● Questions to answer:
[a] Reproduce the Compliant DeFi text word for word, everything from "In this regard, the" down to "and maintenance efforts.".
[b] Pick up the Compliant DeFi text after its final sentence and keep writing it.

● Document text:
━━━━━━━━━━━━━━━━━━━━━━━━━━━━━━
In the context of Compliant DeFi, protocols might integrate mechanisms to align with guidelines related to Anti-Money Laundering (AML), Know Your Customer (KYC) procedures, and other regulatory criteria, while upholding the decentralized nature of blockchain-based systems.
It's crucial to note that the emergence of Compliant DeFi doesn't mandate a particular direction for the evolution of DeFi. It represents a trend, not a dictate. It is one of the diverse paths that DeFi innovation might take, combining traditional financial safety measures with DeFi principles.
However, the broader DeFi ecosystem continues to explore a variety of solutions, each with unique perspectives on the intricate balance between decentralization, democratization, and regulatory compliance.
The ECON document, which is the latest to come out from the most appropriate authorities in this regard, explains the current situation by saying that “partially decentralized services are in scope of MiCA, while MiCA exempts (only) fully decentralized services in crypto assets.”
Afterward, it points towards an anomaly, where legal entities claim themselves to be fully decentralized to avoid transaction risks but “develop and maintain, directly or indirectly, the platform and market its services.” However, the legal entity continues to serve as an “infrastructure provider and sales intermediary.”
In this regard, the ECON document analysis poses a crucial question, “is this intermediary function sufficient to apply MiCA?”
There are ‘fully decentralized’ lending platforms that create an asset pool from various users prior to lending. It could be seen as liquidity centralization, similar to what a trad-fi institution - such as a bank - does.
Fully decentralized platforms also see a concentration of influence at a governance level. While studies point towards evidence of developers and founders retaining control over their protocols after the Initial Token Offering, there are developers who receive compensation for their stack development and maintenance efforts.
Keeping these inconsistencies in mind, the ECON document advocated for “including fully decentralized platforms in the scope of EU financial regulation and harmonizing thresholds across EU financial, legislative acts.”
Be it partial decentralization or full, intensified decentralization, some challenges exist.
━━━━━━━━━━━━━━━━━━━━━━━━━━━━━━
● Given entries:

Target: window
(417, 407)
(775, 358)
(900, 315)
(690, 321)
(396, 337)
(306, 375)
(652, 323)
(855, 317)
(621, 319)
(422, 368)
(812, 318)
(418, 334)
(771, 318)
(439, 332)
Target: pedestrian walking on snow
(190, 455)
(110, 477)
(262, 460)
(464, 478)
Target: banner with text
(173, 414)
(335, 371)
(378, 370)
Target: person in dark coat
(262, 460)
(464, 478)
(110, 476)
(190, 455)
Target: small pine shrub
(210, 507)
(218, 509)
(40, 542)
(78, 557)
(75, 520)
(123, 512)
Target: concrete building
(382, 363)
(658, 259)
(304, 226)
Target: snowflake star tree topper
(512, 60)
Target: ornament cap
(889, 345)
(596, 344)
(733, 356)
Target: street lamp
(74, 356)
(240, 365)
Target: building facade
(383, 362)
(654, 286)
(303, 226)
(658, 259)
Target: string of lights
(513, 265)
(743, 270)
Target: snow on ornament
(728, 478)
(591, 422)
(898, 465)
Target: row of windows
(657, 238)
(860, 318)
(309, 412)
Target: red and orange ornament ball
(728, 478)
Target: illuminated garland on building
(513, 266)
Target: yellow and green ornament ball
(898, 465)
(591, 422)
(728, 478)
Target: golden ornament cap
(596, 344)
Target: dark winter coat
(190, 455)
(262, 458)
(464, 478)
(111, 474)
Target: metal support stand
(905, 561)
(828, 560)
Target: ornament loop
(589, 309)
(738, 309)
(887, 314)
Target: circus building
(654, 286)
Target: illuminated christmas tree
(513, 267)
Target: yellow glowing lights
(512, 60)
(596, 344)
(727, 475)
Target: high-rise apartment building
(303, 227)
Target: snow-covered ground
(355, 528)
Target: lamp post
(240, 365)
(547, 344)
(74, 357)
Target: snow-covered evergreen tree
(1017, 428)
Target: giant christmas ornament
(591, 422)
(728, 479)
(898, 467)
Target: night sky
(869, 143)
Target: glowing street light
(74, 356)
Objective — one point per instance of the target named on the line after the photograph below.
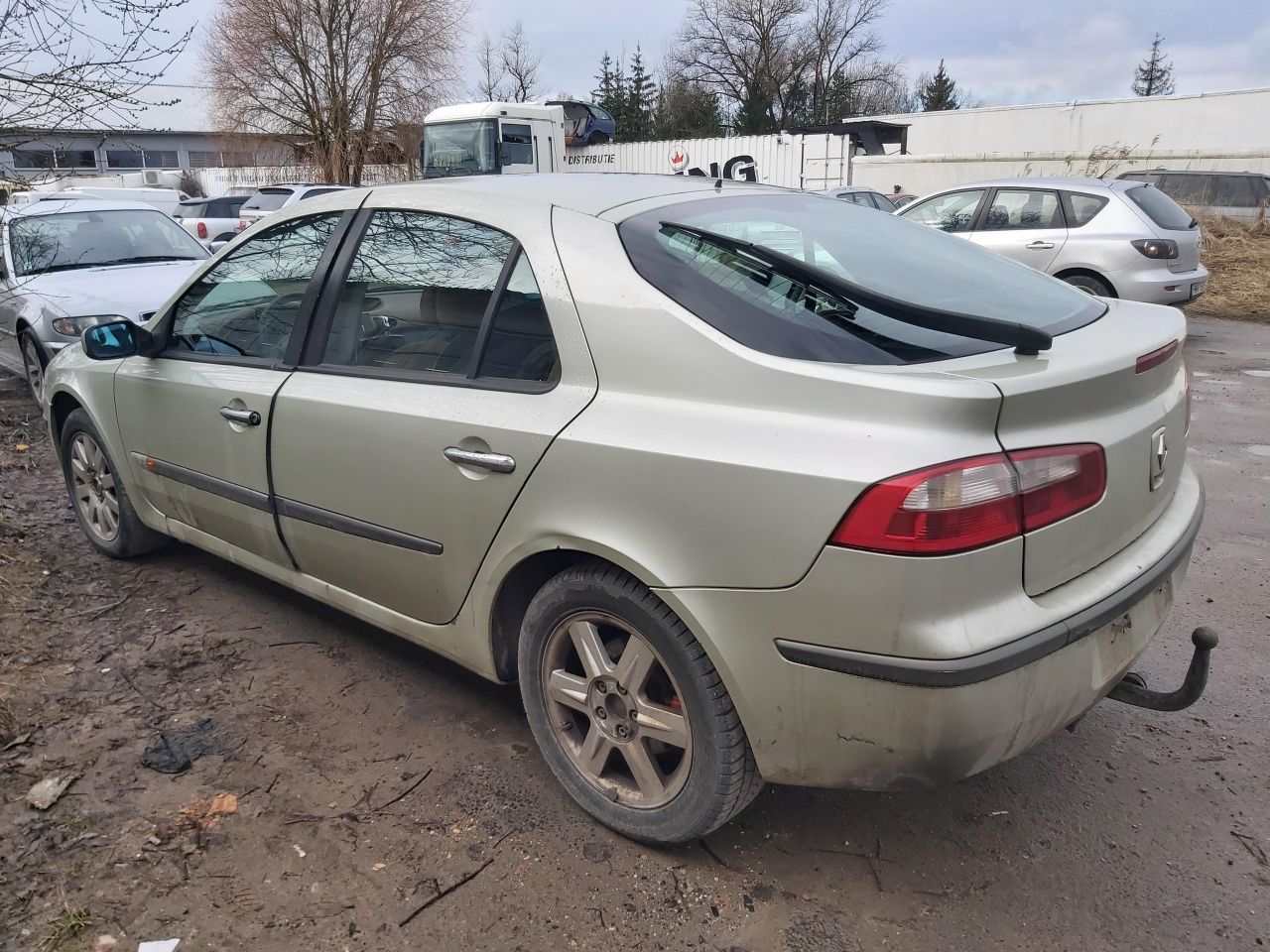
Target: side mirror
(109, 341)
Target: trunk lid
(1087, 390)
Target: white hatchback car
(1111, 239)
(67, 266)
(273, 198)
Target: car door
(195, 417)
(952, 211)
(1024, 223)
(432, 388)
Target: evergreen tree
(938, 93)
(640, 102)
(1155, 75)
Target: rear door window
(1021, 208)
(1161, 208)
(952, 212)
(761, 306)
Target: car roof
(588, 193)
(56, 206)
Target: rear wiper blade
(1024, 339)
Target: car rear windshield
(267, 199)
(1161, 208)
(763, 308)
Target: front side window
(771, 308)
(246, 304)
(517, 145)
(89, 239)
(951, 212)
(267, 199)
(460, 149)
(1020, 208)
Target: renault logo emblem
(1159, 457)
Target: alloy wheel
(33, 367)
(93, 488)
(616, 710)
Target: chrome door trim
(207, 484)
(354, 527)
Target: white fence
(1219, 131)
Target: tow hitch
(1133, 689)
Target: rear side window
(765, 308)
(267, 199)
(1082, 208)
(1161, 208)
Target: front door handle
(494, 462)
(249, 417)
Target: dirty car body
(686, 419)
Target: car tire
(1089, 285)
(33, 365)
(98, 495)
(668, 762)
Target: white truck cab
(492, 139)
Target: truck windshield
(460, 149)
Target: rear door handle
(494, 462)
(249, 417)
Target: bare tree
(331, 75)
(81, 63)
(520, 62)
(492, 82)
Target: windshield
(67, 240)
(460, 149)
(765, 307)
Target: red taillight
(1155, 358)
(971, 503)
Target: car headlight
(75, 326)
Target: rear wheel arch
(1087, 273)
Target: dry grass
(1238, 257)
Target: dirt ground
(388, 800)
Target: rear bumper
(837, 717)
(1160, 286)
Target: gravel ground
(388, 800)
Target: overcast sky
(1003, 51)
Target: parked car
(881, 517)
(66, 266)
(860, 195)
(273, 198)
(1229, 194)
(585, 123)
(1111, 239)
(211, 218)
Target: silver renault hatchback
(1111, 239)
(737, 489)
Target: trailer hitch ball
(1133, 689)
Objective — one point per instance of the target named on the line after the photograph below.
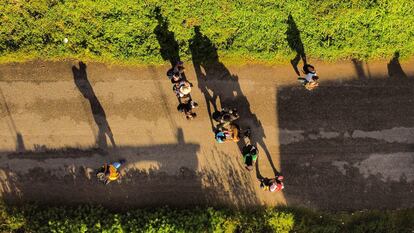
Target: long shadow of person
(394, 67)
(295, 43)
(81, 80)
(219, 86)
(169, 48)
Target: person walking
(272, 185)
(250, 153)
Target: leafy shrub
(30, 218)
(125, 31)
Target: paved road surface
(347, 145)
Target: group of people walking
(226, 129)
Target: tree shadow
(81, 80)
(394, 67)
(220, 87)
(170, 178)
(342, 146)
(295, 43)
(12, 126)
(169, 48)
(359, 68)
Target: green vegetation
(95, 219)
(124, 31)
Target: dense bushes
(249, 29)
(96, 219)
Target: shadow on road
(66, 177)
(12, 125)
(220, 87)
(295, 43)
(81, 80)
(348, 145)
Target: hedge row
(37, 219)
(269, 30)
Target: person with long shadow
(269, 184)
(81, 80)
(170, 50)
(219, 86)
(295, 43)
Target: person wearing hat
(249, 156)
(272, 185)
(225, 135)
(310, 79)
(182, 89)
(109, 172)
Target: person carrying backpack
(230, 134)
(182, 89)
(225, 117)
(187, 108)
(109, 172)
(178, 68)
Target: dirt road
(347, 145)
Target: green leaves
(123, 31)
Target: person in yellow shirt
(109, 172)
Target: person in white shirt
(310, 79)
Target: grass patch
(32, 218)
(152, 32)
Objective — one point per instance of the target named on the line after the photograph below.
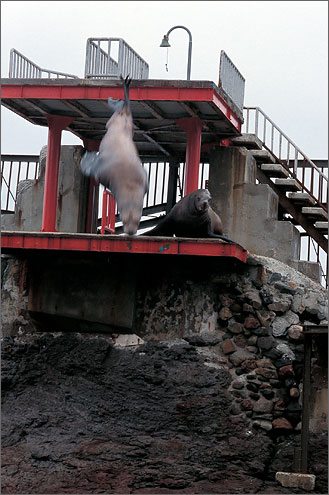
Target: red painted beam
(172, 93)
(120, 244)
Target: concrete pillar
(56, 125)
(249, 211)
(71, 200)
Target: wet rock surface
(80, 415)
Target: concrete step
(288, 184)
(322, 227)
(262, 156)
(274, 170)
(301, 199)
(249, 141)
(314, 212)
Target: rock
(228, 346)
(266, 373)
(294, 392)
(265, 342)
(235, 327)
(264, 363)
(286, 371)
(262, 331)
(282, 323)
(253, 387)
(286, 352)
(275, 277)
(295, 332)
(266, 296)
(252, 349)
(265, 317)
(296, 480)
(240, 340)
(282, 424)
(251, 322)
(252, 297)
(202, 340)
(252, 340)
(267, 393)
(248, 365)
(239, 356)
(238, 384)
(235, 409)
(263, 424)
(246, 308)
(263, 406)
(280, 307)
(225, 314)
(246, 405)
(285, 288)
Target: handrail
(267, 118)
(20, 67)
(315, 181)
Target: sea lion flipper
(217, 236)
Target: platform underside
(12, 241)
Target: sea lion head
(201, 200)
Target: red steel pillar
(56, 124)
(193, 127)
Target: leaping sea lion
(117, 165)
(192, 216)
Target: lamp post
(165, 44)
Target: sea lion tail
(89, 163)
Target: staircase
(300, 185)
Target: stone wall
(208, 401)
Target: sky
(280, 47)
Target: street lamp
(165, 44)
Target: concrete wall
(247, 319)
(249, 211)
(72, 196)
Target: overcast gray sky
(280, 47)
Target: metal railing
(155, 200)
(101, 64)
(231, 80)
(310, 177)
(22, 68)
(14, 169)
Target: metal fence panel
(20, 67)
(101, 63)
(231, 80)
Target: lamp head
(165, 42)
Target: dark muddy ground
(81, 416)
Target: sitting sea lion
(192, 216)
(117, 165)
━━━━━━━━━━━━━━━━━━━━━━━━━━━━━━
● Expected results:
[a]
In this regard, the ECON document analysis poses a crucial question, “is this intermediary function sufficient to apply MiCA?”
There are ‘fully decentralized’ lending platforms that create an asset pool from various users prior to lending. It could be seen as liquidity centralization, similar to what a trad-fi institution - such as a bank - does.
Fully decentralized platforms also see a concentration of influence at a governance level. While studies point towards evidence of developers and founders retaining control over their protocols after the Initial Token Offering, there are developers who receive compensation for their stack development and maintenance efforts.

[b]
Concepts related to private ordering must possess legal certainty. These include concepts pertaining to property rights, title-based asset separation, segregation, tracing, and lawsuits. The current EU financial regulations also lack legal certainty in these aspects.
There is also a lack of clarity concerning the functioning and governance of crypto ecosystems. The final barrier arises in the form of cross-border enforcement and supervisory cooperation issues.
Effectively incorporating decentralized services into the MiCA regulatory framework necessitates a thorough understanding of the intricate concept of decentralization.
Given the diversity and novelty inherent in fields like decentralized finance, it is crucial to comprehend the associated risks.
A risk-based approach, focusing on mitigating potential harm to users, is more productive than an approach merely targeting the nature of the service. Whether platforms are partially or fully decentralized, risks associated with technological incompetence could emerge. Accordingly, regulation should address root causes rather than merely managing the symptoms or outcomes.
Various risks may arise depending on the level of decentralization. These could include issues related to leverage in crypto lending or crypto staking and risks that AML/CFT provisions must mitigate.
Consequently, it would be both prudent and efficient to focus less on the degree of centralization in a DeFi solution and more on identifying and eliminating risks at their source.